▶ [Raw data]

****************************************

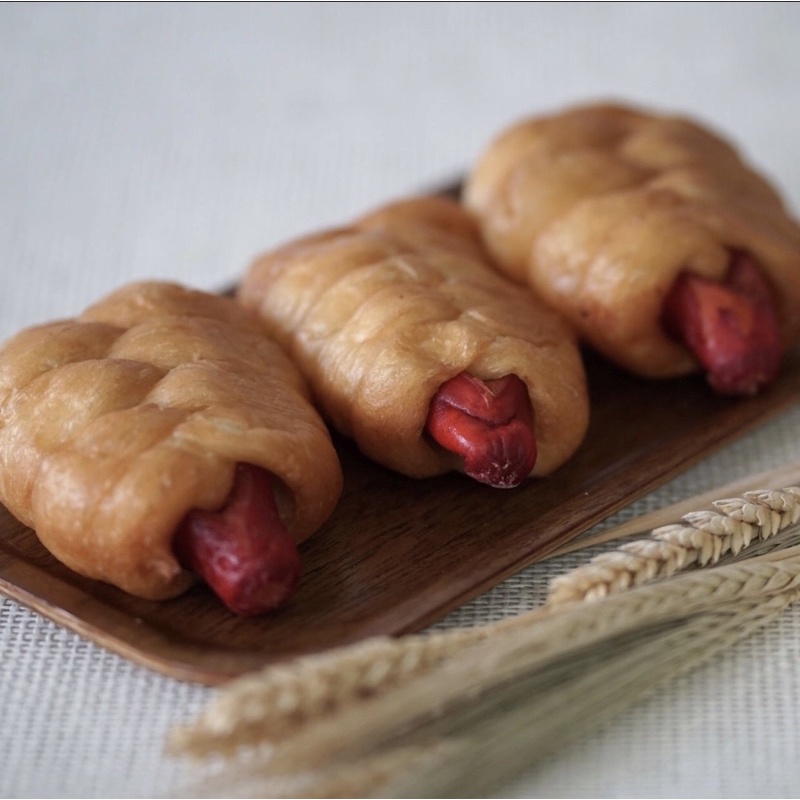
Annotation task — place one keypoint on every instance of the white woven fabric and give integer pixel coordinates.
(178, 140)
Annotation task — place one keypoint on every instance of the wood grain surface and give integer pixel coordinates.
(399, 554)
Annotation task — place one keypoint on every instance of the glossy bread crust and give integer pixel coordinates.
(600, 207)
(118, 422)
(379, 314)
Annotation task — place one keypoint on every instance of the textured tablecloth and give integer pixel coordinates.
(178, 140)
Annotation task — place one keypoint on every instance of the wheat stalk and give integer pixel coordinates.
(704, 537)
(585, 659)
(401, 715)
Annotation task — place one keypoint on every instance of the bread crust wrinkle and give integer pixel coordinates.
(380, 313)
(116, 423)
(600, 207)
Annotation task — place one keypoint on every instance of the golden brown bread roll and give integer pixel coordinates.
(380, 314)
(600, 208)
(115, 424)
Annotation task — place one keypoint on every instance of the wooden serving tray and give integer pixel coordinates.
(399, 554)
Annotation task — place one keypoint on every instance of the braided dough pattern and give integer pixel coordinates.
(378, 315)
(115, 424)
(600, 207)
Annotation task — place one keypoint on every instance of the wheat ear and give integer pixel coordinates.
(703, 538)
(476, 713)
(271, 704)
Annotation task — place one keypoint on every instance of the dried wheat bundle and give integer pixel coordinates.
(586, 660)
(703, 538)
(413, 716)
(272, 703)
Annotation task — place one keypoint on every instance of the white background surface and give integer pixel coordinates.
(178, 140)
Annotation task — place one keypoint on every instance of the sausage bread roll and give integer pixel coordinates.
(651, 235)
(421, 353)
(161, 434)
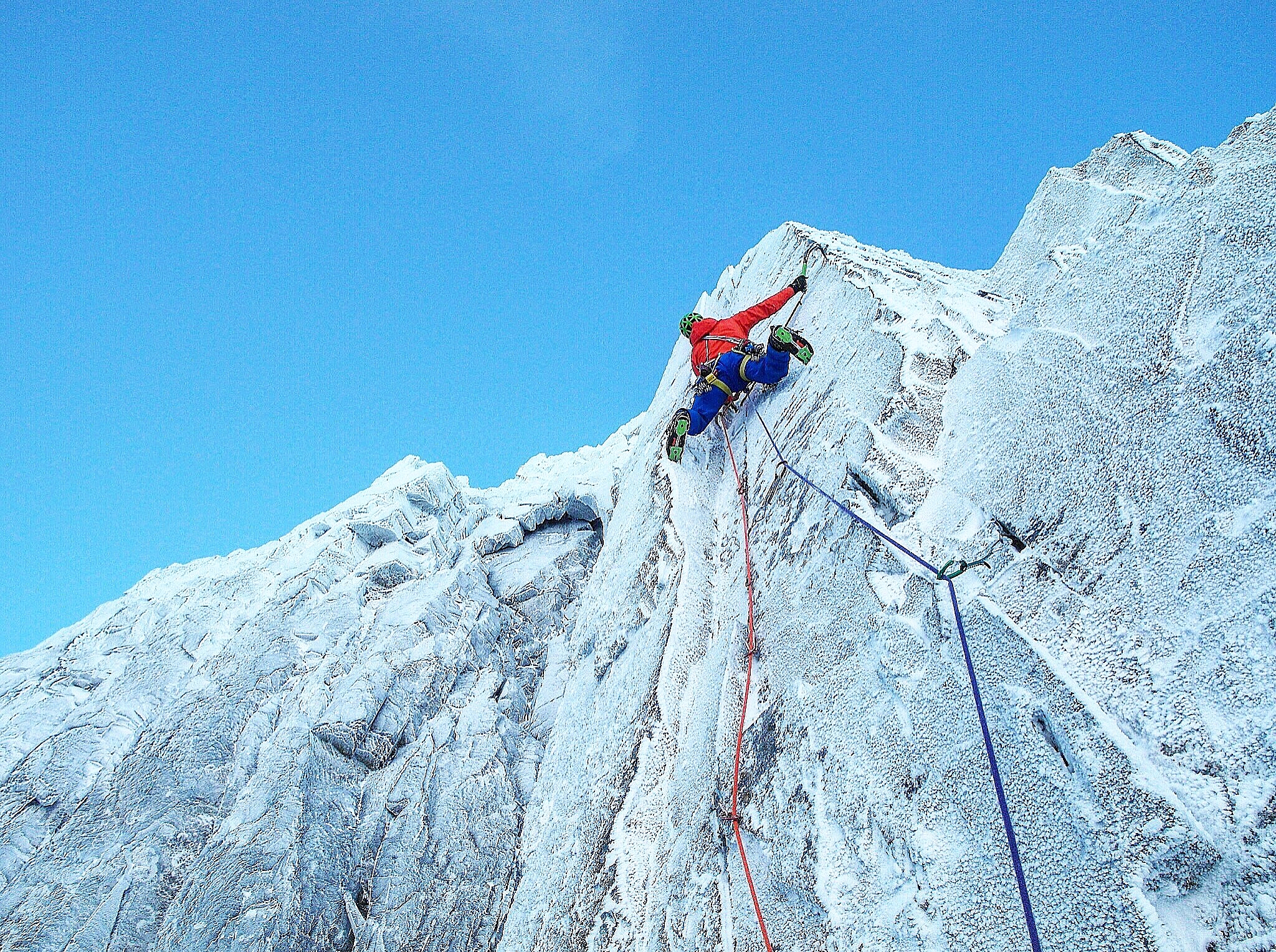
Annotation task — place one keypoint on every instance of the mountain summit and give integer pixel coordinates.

****************************************

Reproduce the entire listing above verbatim, from its first line through its last, and omit the pictures.

▶ [In response]
Annotation task — place one keypoint on every instance of the white woven fabric and give integer pixel coordinates.
(178, 140)
Annotation task — place one keypoint on every instance of the wood grain surface and give integer pixel coordinates.
(399, 554)
Annotation task — place one keypoint on every instance of the glossy bread crust and give integer pixel coordinates.
(600, 207)
(118, 422)
(379, 314)
Annotation task — place one keypoint on every instance of the textured tablecloth and give integer pixel coordinates.
(178, 140)
Annotation task — place one keypoint on every instance of the wheat stalk and give integer pixel coordinates.
(704, 537)
(585, 659)
(401, 715)
Annotation task — place one keypoint on every instance of the bread crust wrinkle and give integer pixel coordinates.
(380, 313)
(116, 423)
(600, 207)
Annotation task — place one keypoint on every instance of the golden brown bread roll and give integer pixel coordinates.
(380, 314)
(600, 208)
(115, 424)
Annotation task — place one keypoint on every instance of the wooden serving tray and give integer pixel coordinates.
(399, 554)
Annotation task — place one keypoint on every instance of the braided dough pattern and give integer pixel coordinates.
(378, 315)
(115, 424)
(600, 207)
Annotation task — place one keypoint on every instance of the wheat ear and give integer pixel coordinates.
(703, 538)
(476, 713)
(271, 704)
Annotation task — place one keypoint on every instance of the dried wheat bundle and give integer pixel coordinates.
(586, 660)
(703, 538)
(413, 716)
(272, 703)
Annotation task — place one keypoint on every instance of the white background surface and give integer pixel coordinates.
(178, 140)
Annotation task — place one keypoint on every instance of the sausage bread roll and give integer pixel coordinates.
(651, 235)
(421, 353)
(161, 434)
Annotation task — place one keypoint on every instance of the mountain summit and give integer pixel coordinates.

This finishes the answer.